> [Excerpt]
☆ ☆ ☆ ☆ ☆ ☆ ☆

To determine whether treatment with Ad.ATF3 modified the early signaling response to LH, we used an antibody that detects the phosphorylation of PKA substrates as a proxy for activation of the cAMP/PKA signaling pathway. The phospho-PKA substrate (RRXphospho-S/T) antibody detects proteins containing a phospho-serine or phospho-threonine residue with arginine at the −3 and −2 positions (Cell Signaling Technology). Western blot analysis showed that LH increased PKA phospho-protein substrates harboring the PKA phosphorylation motif in response to LH in both SLCs and LLCs (Supplemental Figure 5, A and B, respectively). However, the expression of ATF3 did not alter the LH-stimulated increase in PKA phospho-protein substrates.

ATF3 may repress or activate gene transcription through formation of homodimers or heterodimers with other members of the ATF/CREB family (43). We employed a CREB response element (CRE) luciferase-reporter expression system to determine whether ATF3 could alter LH-stimulated CRE-mediated transcription in luteal cells. Luteal cells were infected with the reporter adenovirus construct (Ad.CRE-Luc) or control luciferase construct (Ad.MCS-Luc). As shown in Figure 8, LH significantly increased CRE-dependent luciferase activity both in SLCs (fold: 33 ± 3.0, n = 3) and LLCs (fold: 4.6 ± 0.2, n = 3), whereas it did not affect the control (MSC-Luc) luciferase activity. Importantly, we observed that expression of ATF3 significantly inhibited the LH-driven CRE-dependent transcription (% inhibition: 34 ± 2.1 in SLCs and 30 ± 5 in LLCs vs Ad.GLB1; mean ± SEM, n = 3).

Figure 8. — Expression of ATF3 inhibits LH-stimulated CRE-dependent transcription. Bovine SLCs and LLCs were mixed with Ad.MCS-Luc plus Ad.pRL-Luc, or Ad.CRE-Luc plus Ad.pRL-Luc (2 × 10⁶ pfu/mL) and incubated overnight. The cells were then infected with either Ad.GLB1 or Ad.ATF3 (5 × 10⁶ pfu/mL) for an additional 20 hours. After preequilibration, SLCs or LLCs were treated without (Control) or with LH (100 ng/mL) for 4 hours. A Dual-Luciferase reporter assay system was used to detect the luciferase activity. Each experiment was performed in triplicate, and 3 separate experiments were performed. Data are shown as means ± SEM from 3 experiments. Statistical difference was determined by ANOVA and the Tukey's test. ***, P < .001.

ATF3 does not inhibit progesterone production in the presence of 22R-hydroxycholesterol

Because our studies did not show a reduction in known sterol transport proteins or enzymes that convert cholesterol to progesterone, we performed an experiment to determine whether the ATF3-induced reduction in progesterone was due to a reduction in activity of the enzymes required to convert cholesterol into progesterone. Both SLCs and LLCs were infected with Ad.ATF3 or the control adenovirus Ad.GLB1 as described previously, and then treated with 22R-hydroxycholesterol (22R-OH-CH), a membrane-permeable cholesterol. We observed that treatment with 22R-OH-CH significantly increased progesterone production in SLCs (fold increase: 6.7 ± 2.2 after 4 hours, n = 4) and LLC (fold increase: 2.0 ± 0.6 after 4 hours, n = 4). Importantly, the ability of 22R-OH-CH to increase progesterone was not interrupted by prior expression of ATF3 (Figure 9) in either LLCs or SLCs. Although ATF3 did not inhibit 22R-OH-CH-stimulated progesterone production in either cell type, in this set of experiments ATF3 expression effectively inhibited LH-stimulated progesterone production in SLCs by 67 ± 6.1% after treatment for 4 hours (Figure 9A) and by 73 ± 6.0% after 24 hours. In LLCs, ATF3 inhibited LH-stimulated progesterone production by 36 ± 4.6% after 4 hours (Figure 9B).

☆ ☆ ☆ ☆ ☆ ☆ ☆

> [Activity 1] Reproduce the passage of the ATF3 excerpt that begins with "To determine whether treatment" and continues through "PKA phospho-protein substrates.".
> [Activity 2] List every adenovirus construct named in the ATF3 excerpt whose designation begins with "Ad.".

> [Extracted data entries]
☆ ☆ ☆ ☆ ☆ ☆ ☆

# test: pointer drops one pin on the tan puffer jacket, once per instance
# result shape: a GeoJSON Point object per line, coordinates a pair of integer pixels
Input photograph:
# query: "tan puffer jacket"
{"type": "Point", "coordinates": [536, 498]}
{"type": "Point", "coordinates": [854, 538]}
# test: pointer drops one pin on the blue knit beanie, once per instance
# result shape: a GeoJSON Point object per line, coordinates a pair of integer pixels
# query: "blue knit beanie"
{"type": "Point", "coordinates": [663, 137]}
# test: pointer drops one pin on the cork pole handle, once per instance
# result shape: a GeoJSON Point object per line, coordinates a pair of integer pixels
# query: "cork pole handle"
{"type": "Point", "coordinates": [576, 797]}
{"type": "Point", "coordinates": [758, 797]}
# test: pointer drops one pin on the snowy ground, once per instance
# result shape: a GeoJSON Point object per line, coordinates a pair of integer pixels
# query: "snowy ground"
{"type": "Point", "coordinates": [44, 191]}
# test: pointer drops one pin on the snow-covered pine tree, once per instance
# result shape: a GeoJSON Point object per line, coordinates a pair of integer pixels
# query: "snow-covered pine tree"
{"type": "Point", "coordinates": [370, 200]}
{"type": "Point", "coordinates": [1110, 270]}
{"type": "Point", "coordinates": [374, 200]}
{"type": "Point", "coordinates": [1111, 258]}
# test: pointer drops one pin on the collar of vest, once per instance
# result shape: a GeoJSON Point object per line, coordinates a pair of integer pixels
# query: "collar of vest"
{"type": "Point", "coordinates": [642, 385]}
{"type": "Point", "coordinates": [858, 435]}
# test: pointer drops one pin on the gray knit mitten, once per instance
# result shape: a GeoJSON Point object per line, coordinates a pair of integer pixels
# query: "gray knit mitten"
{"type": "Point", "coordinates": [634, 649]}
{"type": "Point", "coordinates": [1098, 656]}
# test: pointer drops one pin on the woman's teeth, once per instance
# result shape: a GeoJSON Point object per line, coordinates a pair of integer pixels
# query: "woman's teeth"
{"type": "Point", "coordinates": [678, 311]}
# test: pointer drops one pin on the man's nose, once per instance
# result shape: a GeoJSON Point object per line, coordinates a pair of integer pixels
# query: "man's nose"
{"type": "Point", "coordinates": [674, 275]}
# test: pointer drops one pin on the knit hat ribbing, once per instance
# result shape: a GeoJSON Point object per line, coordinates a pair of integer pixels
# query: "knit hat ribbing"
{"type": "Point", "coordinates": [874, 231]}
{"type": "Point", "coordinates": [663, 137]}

☆ ☆ ☆ ☆ ☆ ☆ ☆

> [Exercise output 1]
To determine whether treatment with Ad.ATF3 modified the early signaling response to LH, we used an antibody that detects the phosphorylation of PKA substrates as a proxy for activation of the cAMP/PKA signaling pathway. The phospho-PKA substrate (RRXphospho-S/T) antibody detects proteins containing a phospho-serine or phospho-threonine residue with arginine at the −3 and −2 positions (Cell Signaling Technology). Western blot analysis showed that LH increased PKA phospho-protein substrates harboring the PKA phosphorylation motif in response to LH in both SLCs and LLCs (Supplemental Figure 5, A and B, respectively). However, the expression of ATF3 did not alter the LH-stimulated increase in PKA phospho-protein substrates.

> [Exercise output 2] Ad.ATF3, Ad.CRE-Luc, Ad.MCS-Luc, Ad.GLB1, Ad.pRL-Luc